Material to process:
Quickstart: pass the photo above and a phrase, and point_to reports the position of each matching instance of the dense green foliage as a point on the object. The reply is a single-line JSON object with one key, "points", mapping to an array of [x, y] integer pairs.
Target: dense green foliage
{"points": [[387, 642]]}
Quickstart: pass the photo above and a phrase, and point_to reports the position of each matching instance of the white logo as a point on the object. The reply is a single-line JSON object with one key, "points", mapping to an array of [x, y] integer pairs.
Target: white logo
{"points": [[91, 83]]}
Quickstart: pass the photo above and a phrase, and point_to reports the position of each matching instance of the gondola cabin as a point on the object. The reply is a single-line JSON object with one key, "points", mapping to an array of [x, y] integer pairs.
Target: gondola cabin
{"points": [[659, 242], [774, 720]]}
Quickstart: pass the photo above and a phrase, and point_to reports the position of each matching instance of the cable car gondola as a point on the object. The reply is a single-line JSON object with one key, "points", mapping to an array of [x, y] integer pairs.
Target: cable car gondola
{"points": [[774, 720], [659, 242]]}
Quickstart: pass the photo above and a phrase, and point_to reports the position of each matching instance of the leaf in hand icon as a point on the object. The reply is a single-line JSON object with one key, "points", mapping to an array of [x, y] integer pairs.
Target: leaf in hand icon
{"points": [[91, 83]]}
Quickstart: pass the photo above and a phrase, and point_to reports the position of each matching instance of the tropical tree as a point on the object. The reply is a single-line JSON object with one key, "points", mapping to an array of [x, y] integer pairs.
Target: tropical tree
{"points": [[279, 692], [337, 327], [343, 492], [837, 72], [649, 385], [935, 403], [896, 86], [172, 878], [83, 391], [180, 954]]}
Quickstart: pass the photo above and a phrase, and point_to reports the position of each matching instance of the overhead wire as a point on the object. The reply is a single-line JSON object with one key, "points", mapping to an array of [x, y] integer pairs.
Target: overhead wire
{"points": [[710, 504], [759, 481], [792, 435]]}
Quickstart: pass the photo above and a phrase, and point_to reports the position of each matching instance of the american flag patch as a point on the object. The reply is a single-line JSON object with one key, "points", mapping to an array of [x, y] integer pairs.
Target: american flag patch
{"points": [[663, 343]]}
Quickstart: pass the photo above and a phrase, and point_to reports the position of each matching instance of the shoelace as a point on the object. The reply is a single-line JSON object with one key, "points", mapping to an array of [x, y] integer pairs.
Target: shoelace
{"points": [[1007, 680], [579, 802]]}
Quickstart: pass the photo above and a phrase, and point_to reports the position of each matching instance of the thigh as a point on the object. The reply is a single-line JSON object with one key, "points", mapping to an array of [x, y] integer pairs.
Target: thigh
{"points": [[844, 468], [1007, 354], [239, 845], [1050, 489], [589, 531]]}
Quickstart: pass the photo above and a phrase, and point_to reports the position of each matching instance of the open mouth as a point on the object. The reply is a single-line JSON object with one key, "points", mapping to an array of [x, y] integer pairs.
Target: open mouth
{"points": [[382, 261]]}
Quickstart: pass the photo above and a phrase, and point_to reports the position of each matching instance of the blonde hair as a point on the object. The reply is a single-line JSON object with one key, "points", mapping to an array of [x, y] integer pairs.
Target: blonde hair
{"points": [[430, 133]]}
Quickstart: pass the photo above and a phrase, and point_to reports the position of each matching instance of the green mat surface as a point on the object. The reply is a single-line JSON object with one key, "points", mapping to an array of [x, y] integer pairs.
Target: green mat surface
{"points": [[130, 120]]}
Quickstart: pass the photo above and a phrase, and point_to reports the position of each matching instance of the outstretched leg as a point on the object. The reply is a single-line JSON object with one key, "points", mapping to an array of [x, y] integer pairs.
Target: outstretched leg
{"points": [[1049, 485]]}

Exercise instructions:
Each entry above is to be transcribed exactly as it was written.

Answer for the task:
Quickstart: pass the photo above and a phrase, and point_to reports the position of each matching instance of the dense green foliage as a point on the object. The reply is a single-line JSON object with one key, "points", mapping to an array of [x, y] integer pairs.
Target: dense green foliage
{"points": [[387, 642]]}
Quickstart: pass the photo above and a phrase, and point_to reports the position of each matching instance of the white logo as a point on the object. The reply is a single-line JSON object with one key, "points", mapping to an array of [x, y] integer pairs.
Target: white logo
{"points": [[91, 83]]}
Quickstart: pass the photo above and a phrase, and point_to reports the position of each matching instance of the gondola cabin as a point on the object. The reply is a single-line JSON object with one key, "points", mapping to an array of [x, y] integer pairs.
Target: gondola cabin
{"points": [[659, 242], [774, 720]]}
Quickstart: pass the photo above and a phrase, and point_to reports the position of each matching instance of the cable car gondola as a point on the object. The reply is a single-line JSON object with one key, "points", mapping to an array of [x, y] integer pairs.
Target: cable car gondola
{"points": [[774, 720], [659, 242]]}
Quickstart: pass the photo above and a phrase, and point_to reports the position of each matching instance of the leaf in hand icon as a point on the object. The reply is a single-line JSON object with one key, "points", mapping to an array of [x, y] integer pairs.
Target: leaf in hand icon
{"points": [[91, 83]]}
Quickstart: pass the photo above and a phrase, and point_to reports the position of each matching instance of the tropical tree as a point on the object. The reply is a single-line JSON object with one key, "points", mapping to an array of [x, y] integer pairs.
Target: tropical tree
{"points": [[279, 692], [337, 327], [343, 492], [837, 72], [649, 385], [935, 403], [896, 86], [172, 878], [83, 391], [180, 954]]}
Quickstart: pass the photo above and a phrase, and point_to reports the position of each matching instance of the overhead wire as a point on the object. The reply is a single-line JSON object with one key, "points", mapping to an array of [x, y] integer pairs.
Target: overhead wire
{"points": [[710, 504], [759, 481], [792, 435]]}
Quickstart: pass the photo above and a phrase, and point_to reports the position of each matching instance of the american flag patch as a point on the object. The reply is a single-line JSON object with one key, "points", mapping to an array of [x, y] integer pairs.
Target: american flag patch
{"points": [[663, 343]]}
Quickstart: pass the photo above and a phrase, and point_to reports the position of each matching instance of the shoelace as a point on the object. The reply is a single-line JSON object with one key, "points", mapping to an array of [x, y] integer pairs.
Target: shoelace
{"points": [[1007, 680], [579, 802]]}
Quickstart: pass the photo above and a phrase, and point_to reports the position of each matching instance of the thigh as a point on the object. The reply is a single-line JSON object with one key, "points", mapping to an array of [x, y] integer pairs.
Target: thigh
{"points": [[844, 468], [1007, 354], [239, 845], [1050, 489], [589, 531]]}
Quickstart: pass the photo above and a phrase, and point_to reports the position of each matching instance of the open mouth as a point on the object. The reply is a single-line JSON object with one key, "points", mapping to an array of [x, y] integer pairs.
Target: open mouth
{"points": [[382, 261]]}
Quickstart: pass the photo above and a phrase, and point_to reports the position of each matching instance of the blonde hair as a point on the object. The reply is a single-line JSON object with one key, "points", mapping to an array of [x, y] integer pairs.
Target: blonde hair
{"points": [[430, 133]]}
Quickstart: pass the photo above and a phrase, and point_to reports the position of each matching instance of the green mat surface as a point on the object. The reply is a single-line JSON object with one key, "points", mapping to an array of [x, y] integer pairs.
Target: green mat surface
{"points": [[130, 120]]}
Quickstart: pass the photo above and a phrase, and point_to reports the position of each matching instance of the outstretched leg as a point on the object. The reply is a single-line JSON object with one key, "points", mapping to an array of [x, y] integer pairs.
Target: outstretched leg
{"points": [[1049, 485]]}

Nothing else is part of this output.